(Beginning of Text for analysis)

Prolonged dying can also occur so the “families should make contingency plans for how to manage such circumstances” and “remain calm and engage with hospice or other support services as needed. Families should understand that to help avoid unnecessary deployment of police and emergency medical personnel, they should not call 911.” (Emphasis added)
The article also warns that:
“Those present at the death may witness the following changes, which frequently occur during the natural dying process: snoring; gurgling noises; changes in rate of breathing; and fluctuations in body temperature that may leave their skin cool, warm, moist, or pale. Physical movements or other external signs of distress are sometimes exhibited, but the internal peace of the person is not disturbed.” (Emphasis added)
Sadly, the article reports that 4% of patients in Oregon “chose not to inform their families of their decision” even though support groups “strongly recommend that at least 1 other person be present” but not the doctor.
LEGAL REQUIREMENTS DIFFER WIDELY BETWEEN STATES
The article illustrates how dramatic the differences are in state laws such as the eligible medical providers in New Mexico to include APRNs (advance practice registered nurses) and physician assistants and no consulting provider is required if the patient is in hospice.
“In Hawaii, a mental health evaluation is mandatory for all patients requesting medications under the law. In New Mexico, a mental health evaluation is also required if the patient has a recent history of a mental health condition or intellectual disability.” (Emphasis added)
Required waiting periods to make the second request varies from as little as none in Oregon and New Mexico if the patient is unlikely to survive the waiting period to at least 20 days in Hawaii.
The article also recommends that health care providers familiarize themselves with the assisted suicide group Compassion and Choice’s Doc2Doc helpline that “offers free, confidential telephone consultation with clinicians who are experienced in providing end-of-life medical care”.
Right now, 9 U.S, states (California, Colorado, Hawaii, Maine, New Jersey, New Mexico, Oregon, Vermont, Washington) and the District of Columbia have medically assisted suicide laws and 12 states (Massachusetts, Delaware, Minnesota, New York, Pennsylvania, North Carolina, Indiana, Kentucky, Rhode Island, Virginian, Arizona and Utah) have bills in their legislatures.

(End of Text for analysis)

## Check your understanding
(a) Quote the stretch from "LEGAL REQUIREMENTS DIFFER" through "is in hospice." in the passage on state assisted-suicide laws, word for word.
(b) How would the passage on state assisted-suicide laws go on after its last sentence? Write that continuation.

(Beginning of Data excerpts)

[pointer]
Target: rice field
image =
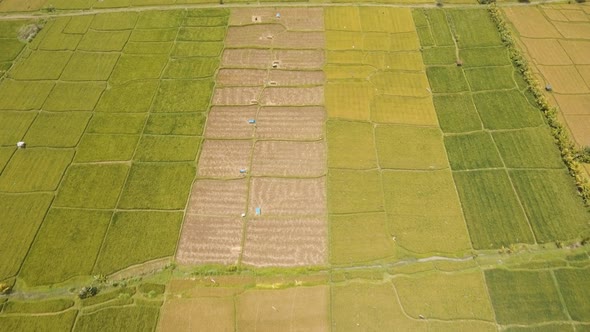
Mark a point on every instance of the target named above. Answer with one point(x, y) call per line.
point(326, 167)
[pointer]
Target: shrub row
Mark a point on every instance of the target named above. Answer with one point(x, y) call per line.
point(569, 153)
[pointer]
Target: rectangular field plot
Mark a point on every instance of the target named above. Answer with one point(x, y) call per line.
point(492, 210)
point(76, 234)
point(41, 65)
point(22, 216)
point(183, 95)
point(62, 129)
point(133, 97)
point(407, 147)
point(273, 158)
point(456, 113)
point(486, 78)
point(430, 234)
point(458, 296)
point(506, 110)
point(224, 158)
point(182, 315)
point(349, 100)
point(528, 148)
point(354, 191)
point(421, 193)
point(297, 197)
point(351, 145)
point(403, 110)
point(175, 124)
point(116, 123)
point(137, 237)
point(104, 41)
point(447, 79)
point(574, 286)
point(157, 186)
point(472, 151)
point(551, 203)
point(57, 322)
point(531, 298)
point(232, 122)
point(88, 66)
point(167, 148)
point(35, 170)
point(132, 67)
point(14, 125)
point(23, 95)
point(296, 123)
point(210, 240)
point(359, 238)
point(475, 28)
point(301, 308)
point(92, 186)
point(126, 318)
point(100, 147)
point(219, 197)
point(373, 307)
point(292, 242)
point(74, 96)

(End of Data excerpts)
(Beginning of Data excerpts)

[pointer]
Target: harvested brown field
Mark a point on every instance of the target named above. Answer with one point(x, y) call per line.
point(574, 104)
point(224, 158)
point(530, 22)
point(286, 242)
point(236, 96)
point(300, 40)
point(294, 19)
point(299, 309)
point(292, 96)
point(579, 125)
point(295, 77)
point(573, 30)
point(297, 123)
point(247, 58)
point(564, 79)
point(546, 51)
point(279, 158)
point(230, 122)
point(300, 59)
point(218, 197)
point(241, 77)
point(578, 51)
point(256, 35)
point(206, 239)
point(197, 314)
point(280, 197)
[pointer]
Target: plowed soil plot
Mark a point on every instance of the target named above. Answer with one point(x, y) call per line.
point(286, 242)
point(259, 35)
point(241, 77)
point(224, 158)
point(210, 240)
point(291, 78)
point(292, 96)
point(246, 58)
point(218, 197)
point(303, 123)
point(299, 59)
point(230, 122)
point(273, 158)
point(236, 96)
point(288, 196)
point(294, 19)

(End of Data excerpts)

## Answers to the exercises
(a)
LEGAL REQUIREMENTS DIFFER WIDELY BETWEEN STATES
The article illustrates how dramatic the differences are in state laws such as the eligible medical providers in New Mexico to include APRNs (advance practice registered nurses) and physician assistants and no consulting provider is required if the patient is in hospice.

(b)
And there are more states seeking to expand their existing assisted suicide laws such as Vermont S 74 that threatens conscience rights by defining assisted suicide as a “healthcare service” and allows assisted suicide by telemedicine and Washington state HB 1141 that expands the prescriber to PAs (physician assistants), advanced registered nurse practitioners and allows the lethal dose to be sent by mail or courier.
Our neighbor Canada is a cautionary tale about the inability to limit medically assisted suicide.
In a June, 2021 article in the Psychiatric Times titled “First, Do No Harm: New Canadian Law Allows for Assisted Suicide for Patients with Psychiatric Disorders” , Dr. Mark Komrad chronicles the expansion of the 2016 MAID (medical aid in dying) law allowing medical euthanasia (the doctor directly administers a substance that causes death, such as an injection of a drug) and physician-assisted suicide for the terminally ill to expand to those “with nonterminal chronic illnesses and permitted euthanasia for those whose psychological or physical suffering is deemed intolerable and untreatable”.
Now, those Canadians “whose only medical condition is a mental illness, and who otherwise meet all eligibility criteria, will not be eligible for MAID until March 17, 2023″. (Emphasis added).
As a nurse with over 50 years of personal and professional experience in hospice, critical care, oncology, etc., I am willing to do anything for sick people– except kill them or help them kill themselves. These people deserve better!
Medically assisted suicide is a dangerous proposition that has proven to be impossible to strictly limit. It also corrupts the essential element of trust we must have in the health care system and makes suicide more attractive to vulnerable people as a way to solve life’s problems.